* **Extrait fourni**:
■ ■ ■ ■ ■ ■ ■

Le tome 1 de cette série était doté de beaucoup d'atouts: le dessin très élégant d'Antoine Carrion, des références à Myazaki assumées et passionnantes, un background esquissé très intriguant, des dieux, un lien entre science et magie chamanique... Beaucoup d'attentes étaient portées sur ce second volume qui devait développer tout cela. Et bien je dois dire que j'ai été assez, voir très déçu de constater que les petits défauts de l'ouverture se confirmaient et se renforçaient, avec pour problème central, justement, l'absence de fonds. Les arrières plans de Carrion, beaux mais relativement vides, étaient finalement symptomatiques d'un scénario qui recouvre le même problème. Le monde proposé est pourtant passionnant, mais les auteurs n'abordent presque rien, restent au premier plan de leur histoire. C'est frustrant et rend la compréhension de l'intrigue difficile, d'autant que Hamon utilise très étrangement des ellipses brutales en début d'album. L'articulation entre la fin du tome 1 et le début du 2 est totalement absente et le lecteur doit deviner seul ce qui est à peine suggéré dans l'album précédent. Les personnages ont été déplacés sans explication, des relations sont nouées hors champ, on passe d'une scène à l'autre sans transition et les combats sont là encore étonnamment écourtés. Je ne m'explique pas ces choix perturbants et qui enlèvent des atouts à cette, par ailleurs, excellente BD. Pourtant le scénariste sait amener des séquences très oniriques avec notamment cette articulation entre les déesses dissertant sur les actions des hommes et les incidences de leurs choix dans le monde physique. La cité de Cyan donne envie d'être découverte, de même que sa technologie. Mais l'on passe d'un personnage à un autre sans développement, avec trop d'induit pour avoir une lecture fluide.

■ ■ ■ ■ ■ ■ ■

* **Travail demandé**:
Répondez brièvement d'après la critique de ce second tome :
(a) Qui signe le dessin de la série ?
(b) Quel problème central est reproché à ce volume ?
(c) Outre la cité de Cyan elle-même, qu'est-ce qui donne envie d'être découvert ?
Ces enregistrements ne servent pas à l'exercice.

Extraits de données
■ ■ ■ ■ ■ ■ ■

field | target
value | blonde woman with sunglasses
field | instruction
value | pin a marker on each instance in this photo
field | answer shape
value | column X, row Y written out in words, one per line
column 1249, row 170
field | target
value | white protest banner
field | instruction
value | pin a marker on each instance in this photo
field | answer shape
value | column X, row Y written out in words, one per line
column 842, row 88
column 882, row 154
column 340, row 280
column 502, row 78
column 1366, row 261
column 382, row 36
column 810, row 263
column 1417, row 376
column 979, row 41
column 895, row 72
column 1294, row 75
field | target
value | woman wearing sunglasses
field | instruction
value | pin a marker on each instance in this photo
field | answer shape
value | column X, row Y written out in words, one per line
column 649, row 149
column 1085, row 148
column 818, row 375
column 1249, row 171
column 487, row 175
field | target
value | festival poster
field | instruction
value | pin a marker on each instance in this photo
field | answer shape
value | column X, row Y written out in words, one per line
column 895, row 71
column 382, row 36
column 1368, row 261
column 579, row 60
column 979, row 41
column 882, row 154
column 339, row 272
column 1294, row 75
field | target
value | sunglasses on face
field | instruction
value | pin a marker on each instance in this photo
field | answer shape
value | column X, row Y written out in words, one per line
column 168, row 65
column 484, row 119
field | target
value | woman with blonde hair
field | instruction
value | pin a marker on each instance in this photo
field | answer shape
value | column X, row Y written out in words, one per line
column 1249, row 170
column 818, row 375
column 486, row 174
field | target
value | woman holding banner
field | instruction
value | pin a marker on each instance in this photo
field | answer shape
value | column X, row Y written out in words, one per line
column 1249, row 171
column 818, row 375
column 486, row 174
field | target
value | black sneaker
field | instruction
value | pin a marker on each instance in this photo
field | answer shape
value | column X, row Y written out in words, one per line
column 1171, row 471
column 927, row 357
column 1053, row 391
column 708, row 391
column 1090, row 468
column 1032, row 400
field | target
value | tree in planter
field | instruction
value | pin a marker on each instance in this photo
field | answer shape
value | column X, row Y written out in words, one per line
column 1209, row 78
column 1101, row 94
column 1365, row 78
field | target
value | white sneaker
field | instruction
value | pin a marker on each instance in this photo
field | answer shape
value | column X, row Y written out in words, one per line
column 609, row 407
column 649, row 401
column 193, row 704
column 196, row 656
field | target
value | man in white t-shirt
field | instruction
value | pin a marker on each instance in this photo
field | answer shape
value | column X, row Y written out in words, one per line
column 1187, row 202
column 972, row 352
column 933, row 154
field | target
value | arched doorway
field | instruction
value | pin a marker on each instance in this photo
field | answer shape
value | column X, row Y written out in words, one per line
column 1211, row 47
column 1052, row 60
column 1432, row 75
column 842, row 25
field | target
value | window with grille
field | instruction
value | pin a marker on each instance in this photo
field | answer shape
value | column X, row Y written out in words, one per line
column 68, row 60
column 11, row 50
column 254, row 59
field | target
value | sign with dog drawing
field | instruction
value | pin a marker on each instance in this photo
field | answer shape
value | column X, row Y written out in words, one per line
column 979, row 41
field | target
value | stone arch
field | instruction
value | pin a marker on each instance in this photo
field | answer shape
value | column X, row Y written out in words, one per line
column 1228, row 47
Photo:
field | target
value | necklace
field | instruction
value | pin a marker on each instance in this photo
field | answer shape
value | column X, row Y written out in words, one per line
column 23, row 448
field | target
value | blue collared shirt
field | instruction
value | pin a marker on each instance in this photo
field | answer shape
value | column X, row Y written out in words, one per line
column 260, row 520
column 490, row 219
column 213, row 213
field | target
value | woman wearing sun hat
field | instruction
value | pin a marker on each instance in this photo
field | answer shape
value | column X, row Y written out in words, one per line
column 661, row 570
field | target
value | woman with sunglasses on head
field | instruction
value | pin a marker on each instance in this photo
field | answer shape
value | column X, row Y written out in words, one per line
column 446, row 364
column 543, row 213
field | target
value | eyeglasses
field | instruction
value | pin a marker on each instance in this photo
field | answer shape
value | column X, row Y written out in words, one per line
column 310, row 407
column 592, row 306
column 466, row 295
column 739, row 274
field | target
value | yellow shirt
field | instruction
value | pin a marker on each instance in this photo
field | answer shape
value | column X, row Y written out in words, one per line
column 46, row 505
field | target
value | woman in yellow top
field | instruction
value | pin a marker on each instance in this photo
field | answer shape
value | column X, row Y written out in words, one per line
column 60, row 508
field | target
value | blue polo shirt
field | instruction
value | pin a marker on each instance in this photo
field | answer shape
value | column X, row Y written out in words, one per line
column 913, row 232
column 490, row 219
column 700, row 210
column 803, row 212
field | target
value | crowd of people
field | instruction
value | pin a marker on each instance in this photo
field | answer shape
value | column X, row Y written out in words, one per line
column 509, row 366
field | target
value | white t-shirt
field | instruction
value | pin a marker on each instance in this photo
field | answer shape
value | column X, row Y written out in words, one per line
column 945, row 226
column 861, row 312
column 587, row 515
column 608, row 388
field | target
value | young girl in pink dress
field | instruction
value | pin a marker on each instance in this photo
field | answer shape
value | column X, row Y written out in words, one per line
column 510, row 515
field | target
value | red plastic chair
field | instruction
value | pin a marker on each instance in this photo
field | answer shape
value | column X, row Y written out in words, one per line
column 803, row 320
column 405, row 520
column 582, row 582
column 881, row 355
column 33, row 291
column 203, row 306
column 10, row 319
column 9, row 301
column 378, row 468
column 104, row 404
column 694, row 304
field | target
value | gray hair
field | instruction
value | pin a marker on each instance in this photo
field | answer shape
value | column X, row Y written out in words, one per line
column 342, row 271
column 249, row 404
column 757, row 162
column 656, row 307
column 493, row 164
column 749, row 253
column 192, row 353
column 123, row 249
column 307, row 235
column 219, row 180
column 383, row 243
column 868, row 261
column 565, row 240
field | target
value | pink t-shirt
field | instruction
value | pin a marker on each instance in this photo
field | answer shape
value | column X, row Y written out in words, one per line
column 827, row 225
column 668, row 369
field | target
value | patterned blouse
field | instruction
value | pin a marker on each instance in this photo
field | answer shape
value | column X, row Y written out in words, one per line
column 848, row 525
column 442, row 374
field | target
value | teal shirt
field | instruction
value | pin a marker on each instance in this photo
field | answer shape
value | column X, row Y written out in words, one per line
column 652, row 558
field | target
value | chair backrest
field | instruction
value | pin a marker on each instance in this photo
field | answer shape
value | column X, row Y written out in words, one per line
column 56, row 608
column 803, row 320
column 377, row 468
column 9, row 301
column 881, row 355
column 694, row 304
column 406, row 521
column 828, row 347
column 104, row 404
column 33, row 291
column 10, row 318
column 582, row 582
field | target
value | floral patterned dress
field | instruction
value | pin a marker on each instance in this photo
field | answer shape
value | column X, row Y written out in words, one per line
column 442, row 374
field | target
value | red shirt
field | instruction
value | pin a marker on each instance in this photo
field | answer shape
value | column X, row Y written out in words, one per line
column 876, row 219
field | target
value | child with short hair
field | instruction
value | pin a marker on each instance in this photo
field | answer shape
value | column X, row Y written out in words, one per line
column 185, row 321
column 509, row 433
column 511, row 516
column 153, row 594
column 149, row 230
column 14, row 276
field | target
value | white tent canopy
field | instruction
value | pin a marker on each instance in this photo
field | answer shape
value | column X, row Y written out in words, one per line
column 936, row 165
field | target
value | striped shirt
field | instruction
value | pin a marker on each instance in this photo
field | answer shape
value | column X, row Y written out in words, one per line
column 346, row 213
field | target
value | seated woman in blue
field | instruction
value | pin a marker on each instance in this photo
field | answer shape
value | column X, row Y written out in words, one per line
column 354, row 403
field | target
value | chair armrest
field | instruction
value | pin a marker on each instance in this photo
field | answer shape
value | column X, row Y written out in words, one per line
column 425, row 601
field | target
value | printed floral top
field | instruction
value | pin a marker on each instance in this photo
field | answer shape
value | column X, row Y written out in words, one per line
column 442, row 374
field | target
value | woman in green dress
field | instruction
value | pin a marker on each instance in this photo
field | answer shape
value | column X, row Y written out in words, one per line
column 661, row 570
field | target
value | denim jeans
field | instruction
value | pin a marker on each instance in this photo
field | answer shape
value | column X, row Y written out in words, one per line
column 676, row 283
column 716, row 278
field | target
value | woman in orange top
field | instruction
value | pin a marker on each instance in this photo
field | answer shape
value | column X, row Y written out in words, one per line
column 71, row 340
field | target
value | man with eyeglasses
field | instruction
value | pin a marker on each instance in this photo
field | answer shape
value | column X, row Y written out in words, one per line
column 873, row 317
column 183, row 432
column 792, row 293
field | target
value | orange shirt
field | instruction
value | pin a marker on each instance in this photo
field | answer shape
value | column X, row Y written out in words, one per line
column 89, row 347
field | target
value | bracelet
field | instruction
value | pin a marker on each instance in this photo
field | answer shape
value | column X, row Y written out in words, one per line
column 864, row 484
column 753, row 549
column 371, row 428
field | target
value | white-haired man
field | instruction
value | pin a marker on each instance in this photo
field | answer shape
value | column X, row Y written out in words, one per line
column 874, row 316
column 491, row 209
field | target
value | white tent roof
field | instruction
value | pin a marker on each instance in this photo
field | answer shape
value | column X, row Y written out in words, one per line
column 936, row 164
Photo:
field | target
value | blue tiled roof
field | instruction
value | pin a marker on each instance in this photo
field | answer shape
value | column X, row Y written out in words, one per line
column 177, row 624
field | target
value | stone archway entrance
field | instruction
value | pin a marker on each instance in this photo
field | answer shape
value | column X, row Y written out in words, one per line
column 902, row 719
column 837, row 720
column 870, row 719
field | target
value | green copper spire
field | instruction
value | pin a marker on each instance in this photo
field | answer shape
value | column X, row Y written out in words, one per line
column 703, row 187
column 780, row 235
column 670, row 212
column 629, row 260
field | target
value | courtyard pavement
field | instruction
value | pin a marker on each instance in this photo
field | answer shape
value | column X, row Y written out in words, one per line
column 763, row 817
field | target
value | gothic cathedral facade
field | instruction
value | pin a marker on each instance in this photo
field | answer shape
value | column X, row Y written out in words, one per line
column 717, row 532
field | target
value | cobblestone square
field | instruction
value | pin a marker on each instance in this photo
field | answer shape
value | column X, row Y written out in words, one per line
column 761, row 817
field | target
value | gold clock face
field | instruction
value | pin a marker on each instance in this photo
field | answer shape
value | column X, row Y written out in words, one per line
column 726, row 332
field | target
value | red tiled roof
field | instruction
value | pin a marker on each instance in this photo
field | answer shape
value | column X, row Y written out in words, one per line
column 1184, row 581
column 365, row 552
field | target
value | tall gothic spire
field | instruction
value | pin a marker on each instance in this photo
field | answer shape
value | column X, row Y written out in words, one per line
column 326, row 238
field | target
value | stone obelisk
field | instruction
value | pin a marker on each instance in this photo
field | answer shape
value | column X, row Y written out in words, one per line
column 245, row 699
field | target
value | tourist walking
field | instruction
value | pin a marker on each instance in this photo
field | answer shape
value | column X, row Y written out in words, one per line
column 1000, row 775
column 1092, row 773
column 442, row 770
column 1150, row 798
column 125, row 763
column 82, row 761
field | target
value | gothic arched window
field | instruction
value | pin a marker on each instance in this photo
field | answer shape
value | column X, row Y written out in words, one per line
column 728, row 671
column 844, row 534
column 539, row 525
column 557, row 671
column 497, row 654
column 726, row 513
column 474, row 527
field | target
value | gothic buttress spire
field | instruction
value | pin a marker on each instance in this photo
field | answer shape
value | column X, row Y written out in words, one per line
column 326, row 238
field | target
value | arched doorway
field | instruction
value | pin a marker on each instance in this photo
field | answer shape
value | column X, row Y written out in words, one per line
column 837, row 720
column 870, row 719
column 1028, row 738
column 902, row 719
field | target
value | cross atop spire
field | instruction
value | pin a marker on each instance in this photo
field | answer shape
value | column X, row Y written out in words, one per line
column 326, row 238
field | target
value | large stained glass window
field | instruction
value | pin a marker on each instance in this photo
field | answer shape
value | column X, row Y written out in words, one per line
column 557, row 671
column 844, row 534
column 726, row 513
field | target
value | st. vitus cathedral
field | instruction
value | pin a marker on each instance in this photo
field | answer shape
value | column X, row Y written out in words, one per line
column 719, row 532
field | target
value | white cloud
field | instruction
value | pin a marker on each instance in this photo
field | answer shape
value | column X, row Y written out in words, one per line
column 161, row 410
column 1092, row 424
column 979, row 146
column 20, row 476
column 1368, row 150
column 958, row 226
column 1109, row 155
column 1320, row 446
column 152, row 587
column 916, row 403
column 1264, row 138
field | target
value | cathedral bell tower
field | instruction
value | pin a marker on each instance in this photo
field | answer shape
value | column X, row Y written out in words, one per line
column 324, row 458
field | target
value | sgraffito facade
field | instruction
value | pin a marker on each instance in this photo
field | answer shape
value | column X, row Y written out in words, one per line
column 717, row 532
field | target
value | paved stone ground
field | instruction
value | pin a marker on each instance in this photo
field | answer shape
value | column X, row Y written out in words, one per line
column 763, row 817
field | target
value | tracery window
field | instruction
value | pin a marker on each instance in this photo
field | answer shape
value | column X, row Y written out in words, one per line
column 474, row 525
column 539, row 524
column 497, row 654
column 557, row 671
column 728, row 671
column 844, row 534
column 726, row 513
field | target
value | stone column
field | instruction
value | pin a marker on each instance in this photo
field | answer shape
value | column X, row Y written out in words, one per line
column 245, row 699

■ ■ ■ ■ ■ ■ ■

* **Réponse attendue**:
(a) Antoine Carrion
(b) L'absence de fonds
(c) Sa technologie